* [Task to complete] Transcribe the entries exactly; images are not part of the copy.

* [Input data]

%%

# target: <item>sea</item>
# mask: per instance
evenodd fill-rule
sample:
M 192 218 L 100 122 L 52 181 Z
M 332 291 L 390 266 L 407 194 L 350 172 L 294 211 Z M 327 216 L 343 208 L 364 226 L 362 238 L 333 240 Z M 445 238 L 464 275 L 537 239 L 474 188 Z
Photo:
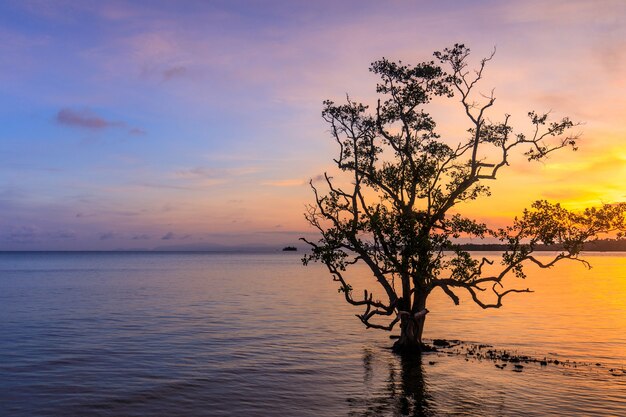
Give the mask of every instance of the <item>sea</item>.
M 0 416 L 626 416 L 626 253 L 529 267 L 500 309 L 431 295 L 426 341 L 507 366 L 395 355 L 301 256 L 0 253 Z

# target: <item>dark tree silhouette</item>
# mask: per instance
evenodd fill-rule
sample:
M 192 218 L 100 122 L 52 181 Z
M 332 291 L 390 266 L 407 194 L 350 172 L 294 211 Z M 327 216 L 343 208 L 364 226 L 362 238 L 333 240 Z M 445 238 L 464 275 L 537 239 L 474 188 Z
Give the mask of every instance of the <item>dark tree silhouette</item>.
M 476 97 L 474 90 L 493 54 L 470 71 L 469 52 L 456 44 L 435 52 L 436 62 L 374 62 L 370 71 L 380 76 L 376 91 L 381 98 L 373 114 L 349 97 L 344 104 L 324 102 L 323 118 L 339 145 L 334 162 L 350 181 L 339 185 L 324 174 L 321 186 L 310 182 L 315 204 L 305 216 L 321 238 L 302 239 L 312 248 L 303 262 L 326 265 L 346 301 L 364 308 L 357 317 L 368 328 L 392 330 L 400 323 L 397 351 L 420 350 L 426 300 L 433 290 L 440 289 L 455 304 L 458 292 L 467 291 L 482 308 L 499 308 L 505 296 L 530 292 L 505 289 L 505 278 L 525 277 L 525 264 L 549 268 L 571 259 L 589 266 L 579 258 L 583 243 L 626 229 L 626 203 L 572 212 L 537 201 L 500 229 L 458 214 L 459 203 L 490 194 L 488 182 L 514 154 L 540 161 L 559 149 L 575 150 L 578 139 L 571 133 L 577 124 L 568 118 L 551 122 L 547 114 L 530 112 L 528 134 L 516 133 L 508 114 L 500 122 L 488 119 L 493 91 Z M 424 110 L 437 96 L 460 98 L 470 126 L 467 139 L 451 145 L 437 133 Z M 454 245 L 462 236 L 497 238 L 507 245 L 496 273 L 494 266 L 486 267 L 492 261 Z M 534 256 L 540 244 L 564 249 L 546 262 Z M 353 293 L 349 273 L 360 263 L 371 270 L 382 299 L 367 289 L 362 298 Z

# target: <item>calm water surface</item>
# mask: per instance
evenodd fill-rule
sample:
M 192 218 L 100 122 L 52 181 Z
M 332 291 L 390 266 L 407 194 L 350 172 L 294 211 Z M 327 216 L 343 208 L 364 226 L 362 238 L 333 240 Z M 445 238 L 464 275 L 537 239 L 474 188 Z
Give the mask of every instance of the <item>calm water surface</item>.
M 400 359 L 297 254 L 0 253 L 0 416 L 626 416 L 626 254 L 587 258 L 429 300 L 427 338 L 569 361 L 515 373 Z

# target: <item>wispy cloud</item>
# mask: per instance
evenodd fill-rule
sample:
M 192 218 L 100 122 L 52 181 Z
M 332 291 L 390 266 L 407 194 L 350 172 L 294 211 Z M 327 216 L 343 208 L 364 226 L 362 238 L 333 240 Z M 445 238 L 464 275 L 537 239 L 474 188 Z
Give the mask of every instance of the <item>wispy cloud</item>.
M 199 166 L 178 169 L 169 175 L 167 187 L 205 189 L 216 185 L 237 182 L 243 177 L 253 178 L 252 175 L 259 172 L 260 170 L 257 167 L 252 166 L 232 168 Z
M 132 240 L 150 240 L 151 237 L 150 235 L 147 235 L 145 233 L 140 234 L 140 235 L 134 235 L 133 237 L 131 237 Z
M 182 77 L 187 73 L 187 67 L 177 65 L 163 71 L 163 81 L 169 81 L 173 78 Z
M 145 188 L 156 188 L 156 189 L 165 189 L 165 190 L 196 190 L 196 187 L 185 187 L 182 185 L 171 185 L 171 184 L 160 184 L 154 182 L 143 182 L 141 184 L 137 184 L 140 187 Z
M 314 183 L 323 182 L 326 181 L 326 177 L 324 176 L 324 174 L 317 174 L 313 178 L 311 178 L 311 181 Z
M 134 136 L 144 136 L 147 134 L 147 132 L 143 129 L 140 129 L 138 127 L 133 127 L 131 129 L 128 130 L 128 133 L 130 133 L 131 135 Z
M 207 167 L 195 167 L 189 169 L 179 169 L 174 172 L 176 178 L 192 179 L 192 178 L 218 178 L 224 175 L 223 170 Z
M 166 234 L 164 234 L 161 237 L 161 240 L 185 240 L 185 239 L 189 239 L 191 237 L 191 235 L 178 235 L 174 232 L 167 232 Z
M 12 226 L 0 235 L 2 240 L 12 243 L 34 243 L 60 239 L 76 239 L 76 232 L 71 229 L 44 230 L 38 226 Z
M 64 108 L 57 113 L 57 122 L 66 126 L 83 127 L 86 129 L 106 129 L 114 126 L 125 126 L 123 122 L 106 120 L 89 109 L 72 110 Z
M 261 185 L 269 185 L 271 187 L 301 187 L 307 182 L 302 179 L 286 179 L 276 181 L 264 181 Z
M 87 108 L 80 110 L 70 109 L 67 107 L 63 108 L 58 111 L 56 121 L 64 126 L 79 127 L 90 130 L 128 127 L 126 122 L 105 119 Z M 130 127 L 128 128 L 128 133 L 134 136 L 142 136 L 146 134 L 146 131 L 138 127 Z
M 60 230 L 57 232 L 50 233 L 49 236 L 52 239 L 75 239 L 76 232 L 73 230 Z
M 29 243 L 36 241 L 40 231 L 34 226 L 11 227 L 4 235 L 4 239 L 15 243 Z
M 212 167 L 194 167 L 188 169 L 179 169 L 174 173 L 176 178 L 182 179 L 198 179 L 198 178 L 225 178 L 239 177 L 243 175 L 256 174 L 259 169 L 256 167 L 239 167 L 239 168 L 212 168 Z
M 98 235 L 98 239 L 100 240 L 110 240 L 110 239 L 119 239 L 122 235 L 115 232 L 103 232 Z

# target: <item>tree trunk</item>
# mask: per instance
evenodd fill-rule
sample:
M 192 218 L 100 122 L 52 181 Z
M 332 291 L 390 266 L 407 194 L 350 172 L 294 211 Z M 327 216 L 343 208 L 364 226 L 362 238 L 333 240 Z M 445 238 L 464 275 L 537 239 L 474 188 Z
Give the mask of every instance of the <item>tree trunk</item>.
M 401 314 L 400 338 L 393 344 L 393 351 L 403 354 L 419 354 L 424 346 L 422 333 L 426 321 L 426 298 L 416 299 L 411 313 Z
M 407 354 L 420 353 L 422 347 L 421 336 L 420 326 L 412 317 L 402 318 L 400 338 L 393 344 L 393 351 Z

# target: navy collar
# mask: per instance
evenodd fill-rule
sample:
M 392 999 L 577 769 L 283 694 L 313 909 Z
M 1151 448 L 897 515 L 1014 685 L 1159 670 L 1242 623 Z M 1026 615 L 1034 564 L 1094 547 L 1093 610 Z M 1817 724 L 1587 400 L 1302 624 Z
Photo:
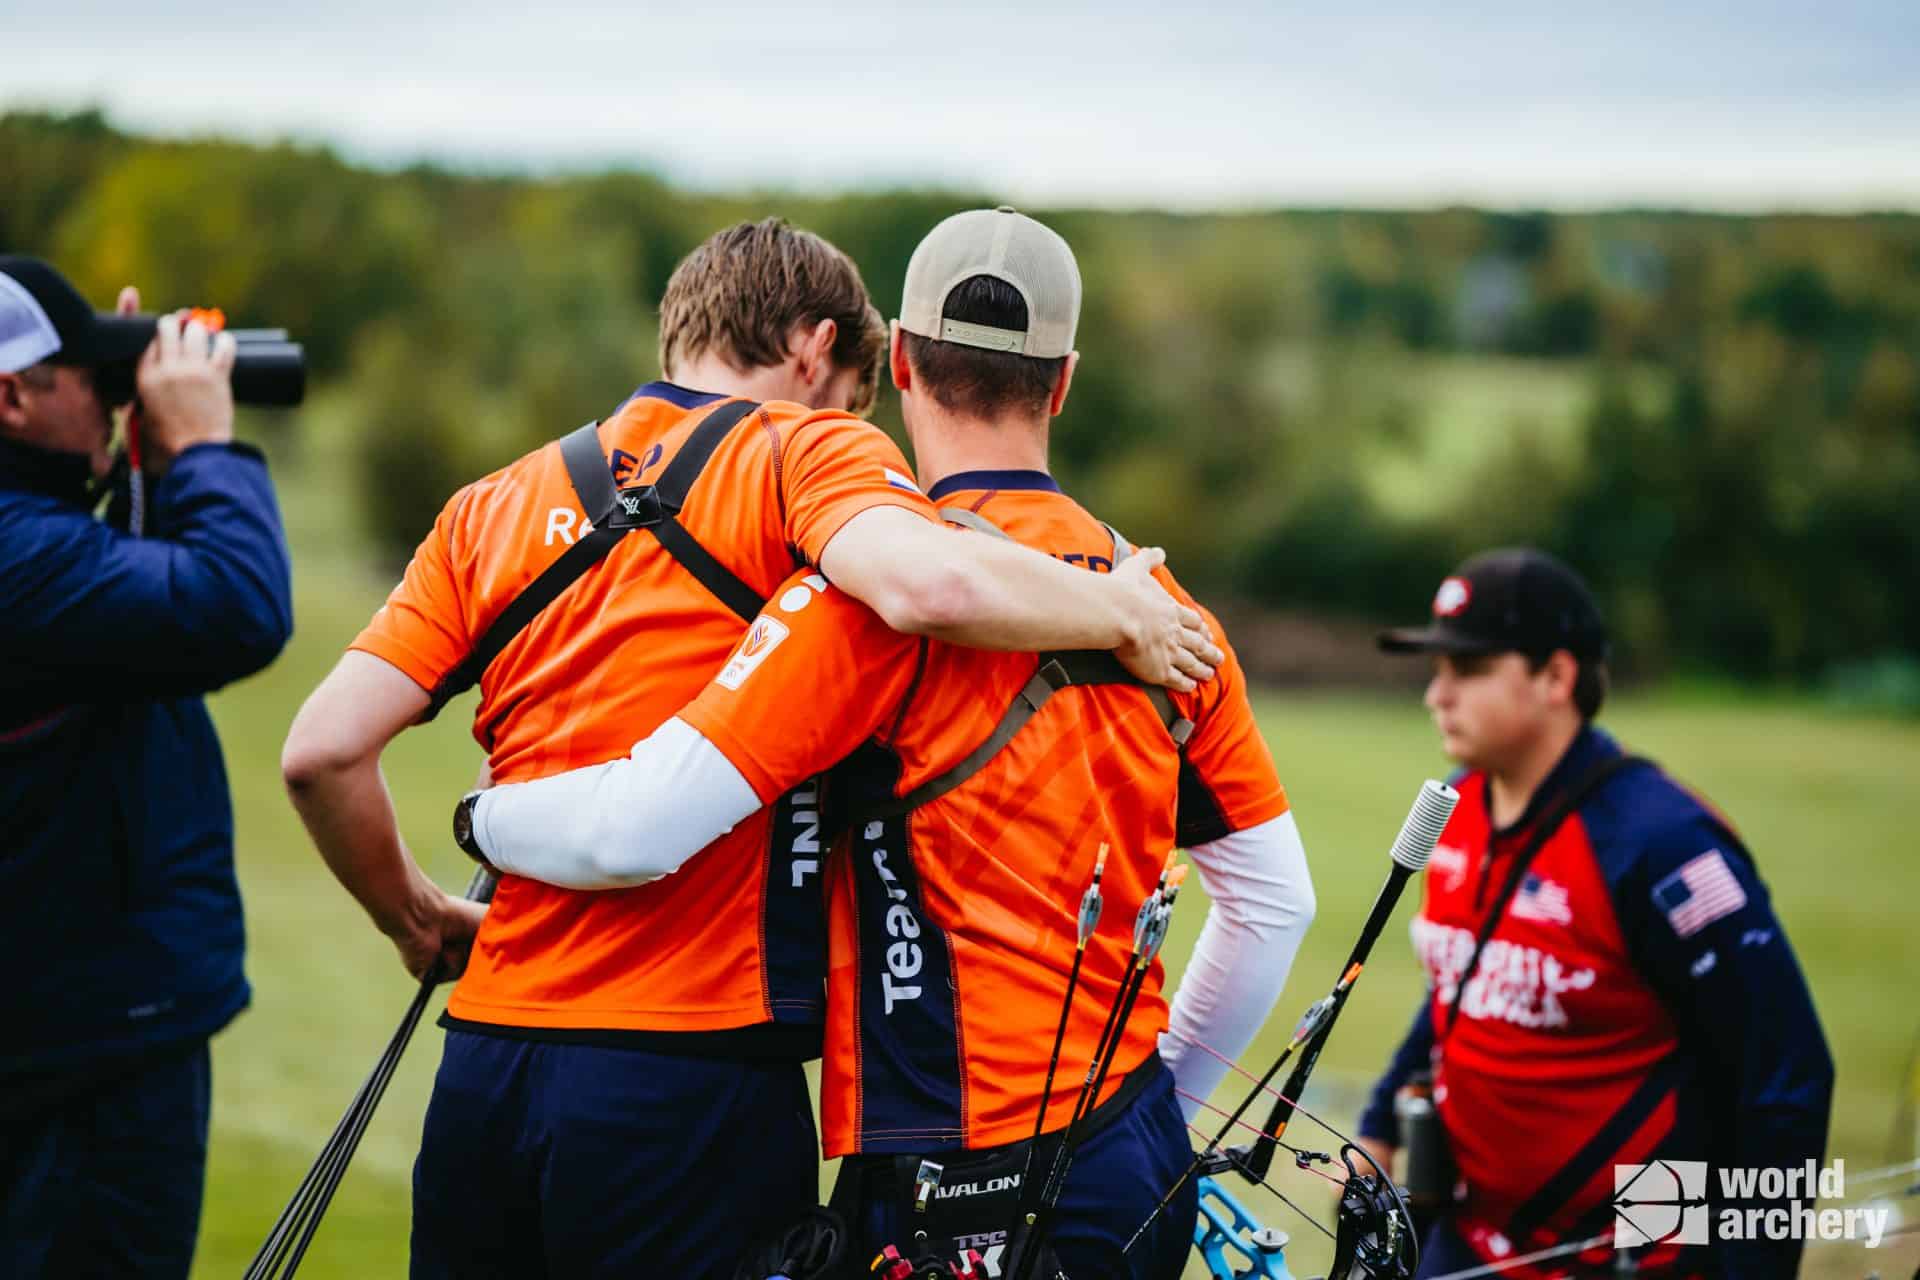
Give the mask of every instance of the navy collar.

%%

* [Exercise answer]
# target: <item>sea</item>
# mask: per instance
evenodd fill-rule
sample:
M 192 218 L 100 122 L 52 181 Z
M 332 291 L 390 266 L 407 194 L 350 172 L 294 211 Z M 327 216 L 343 208 L 364 226 L 362 238 L 333 240 Z M 445 238 L 464 275 L 537 239 L 474 188 Z
Photo:
Give the mask of every instance of the <item>sea</item>.
M 0 416 L 626 416 L 626 253 L 529 267 L 500 309 L 431 295 L 426 341 L 507 366 L 395 355 L 301 256 L 0 253 Z

# target: <item>dark tree silhouette</item>
# mask: per instance
evenodd fill-rule
sample:
M 192 218 L 100 122 L 52 181 Z
M 332 291 L 390 266 L 407 194 L 350 172 L 294 211 Z M 327 216 L 343 208 L 364 226 L 362 238 L 333 240 Z M 445 238 L 464 275 L 537 239 L 474 188 Z
Give the mask of every instance of the <item>dark tree silhouette</item>.
M 476 97 L 474 90 L 493 54 L 470 71 L 469 52 L 456 44 L 435 52 L 436 62 L 374 62 L 370 71 L 380 76 L 376 91 L 381 98 L 373 114 L 349 97 L 344 104 L 324 102 L 323 118 L 339 145 L 334 162 L 350 181 L 339 185 L 324 174 L 321 186 L 310 182 L 315 204 L 305 216 L 321 238 L 302 239 L 312 248 L 303 262 L 326 265 L 346 301 L 364 308 L 357 317 L 368 328 L 392 330 L 400 323 L 397 351 L 420 350 L 426 300 L 433 290 L 440 289 L 455 304 L 458 292 L 467 291 L 482 308 L 499 308 L 505 296 L 530 292 L 505 289 L 505 278 L 525 277 L 525 264 L 549 268 L 571 259 L 589 266 L 579 258 L 583 243 L 626 229 L 626 203 L 572 212 L 537 201 L 500 229 L 458 214 L 459 203 L 490 194 L 488 182 L 514 154 L 540 161 L 559 149 L 575 150 L 578 139 L 571 133 L 577 124 L 568 118 L 551 122 L 547 114 L 530 112 L 528 134 L 516 133 L 508 114 L 500 122 L 488 119 L 493 91 Z M 424 110 L 437 96 L 460 98 L 470 126 L 467 139 L 451 145 L 437 133 Z M 454 245 L 462 236 L 497 238 L 507 245 L 496 273 L 494 266 L 486 267 L 492 261 Z M 534 256 L 540 244 L 564 249 L 546 262 Z M 353 293 L 349 273 L 360 263 L 371 270 L 382 299 L 367 289 L 362 298 Z

# target: <item>calm water surface</item>
# mask: per instance
evenodd fill-rule
sample:
M 192 218 L 100 122 L 52 181 Z
M 332 291 L 390 266 L 407 194 L 350 172 L 294 211 Z M 327 216 L 343 208 L 364 226 L 362 238 L 333 240 Z M 445 238 L 464 275 L 537 239 L 474 188 Z
Give the mask of every instance of the <item>calm water surface</item>.
M 400 359 L 297 254 L 0 253 L 0 416 L 626 416 L 626 254 L 587 258 L 429 300 L 427 338 L 569 361 L 515 373 Z

# target: <item>wispy cloud</item>
# mask: per instance
evenodd fill-rule
sample:
M 192 218 L 100 122 L 52 181 Z
M 332 291 L 390 266 L 407 194 L 350 172 L 294 211 Z M 327 216 L 343 208 L 364 226 L 362 238 L 333 240 Z M 445 238 L 464 275 L 537 239 L 474 188 Z
Give the mask of every instance of the <item>wispy cloud</item>.
M 199 166 L 178 169 L 169 175 L 167 187 L 205 189 L 216 185 L 237 182 L 243 177 L 253 178 L 252 175 L 259 172 L 260 170 L 257 167 L 252 166 L 232 168 Z
M 132 240 L 150 240 L 151 237 L 150 235 L 147 235 L 145 233 L 140 234 L 140 235 L 134 235 L 133 237 L 131 237 Z
M 182 77 L 187 73 L 187 67 L 177 65 L 163 71 L 163 81 L 169 81 L 173 78 Z
M 145 188 L 156 188 L 156 189 L 165 189 L 165 190 L 196 190 L 196 187 L 185 187 L 182 185 L 171 185 L 171 184 L 160 184 L 154 182 L 143 182 L 141 184 L 137 184 L 140 187 Z
M 314 183 L 323 182 L 326 181 L 326 177 L 324 176 L 324 174 L 317 174 L 313 178 L 311 178 L 311 181 Z
M 134 136 L 144 136 L 147 134 L 147 132 L 143 129 L 140 129 L 138 127 L 133 127 L 131 129 L 128 130 L 128 133 L 130 133 L 131 135 Z
M 207 167 L 195 167 L 189 169 L 179 169 L 174 172 L 176 178 L 192 179 L 192 178 L 218 178 L 224 175 L 223 170 Z
M 166 234 L 164 234 L 161 237 L 161 240 L 185 240 L 185 239 L 189 239 L 191 237 L 191 235 L 178 235 L 174 232 L 167 232 Z
M 12 226 L 0 235 L 2 240 L 12 243 L 34 243 L 60 239 L 76 239 L 76 232 L 71 229 L 44 230 L 38 226 Z
M 64 108 L 57 113 L 57 122 L 66 126 L 83 127 L 86 129 L 106 129 L 114 126 L 125 126 L 123 122 L 106 120 L 89 109 L 72 110 Z
M 261 185 L 269 185 L 271 187 L 301 187 L 307 182 L 302 179 L 286 179 L 276 181 L 264 181 Z
M 87 108 L 80 110 L 70 109 L 67 107 L 63 108 L 58 111 L 56 121 L 64 126 L 79 127 L 90 130 L 128 127 L 126 122 L 105 119 Z M 130 127 L 128 128 L 128 133 L 134 136 L 142 136 L 146 134 L 146 131 L 138 127 Z
M 60 230 L 57 232 L 50 233 L 49 236 L 52 239 L 75 239 L 76 232 L 73 230 Z
M 29 243 L 36 241 L 40 231 L 34 226 L 11 227 L 4 235 L 4 239 L 15 243 Z
M 212 167 L 194 167 L 188 169 L 179 169 L 174 173 L 176 178 L 182 179 L 198 179 L 198 178 L 225 178 L 239 177 L 243 175 L 256 174 L 259 169 L 256 167 L 239 167 L 239 168 L 212 168 Z
M 98 235 L 98 239 L 100 240 L 110 240 L 110 239 L 119 239 L 122 235 L 115 232 L 103 232 Z

# target: <item>tree trunk</item>
# mask: per instance
evenodd fill-rule
sample:
M 192 218 L 100 122 L 52 181 Z
M 332 291 L 390 266 L 407 194 L 350 172 L 294 211 Z M 327 216 L 343 208 L 364 226 L 362 238 L 333 240 Z M 445 238 L 464 275 L 537 239 L 474 188 Z
Give the mask of every instance of the <item>tree trunk</item>.
M 401 314 L 400 338 L 393 344 L 393 351 L 403 354 L 419 354 L 424 346 L 422 333 L 426 321 L 426 298 L 416 299 L 411 313 Z
M 407 354 L 420 353 L 422 347 L 421 336 L 420 326 L 412 317 L 402 318 L 400 338 L 393 344 L 393 351 Z

# target: navy collar
# mask: per instance
evenodd fill-rule
sample:
M 392 999 L 577 769 L 283 694 L 313 909 Z
M 1151 448 L 897 515 L 1014 685 L 1159 670 L 1242 623 Z M 1026 615 L 1034 564 L 1094 547 L 1093 610 Z M 1817 724 L 1587 400 L 1302 624 Z
Photo:
Give the mask of every instance of the navy collar.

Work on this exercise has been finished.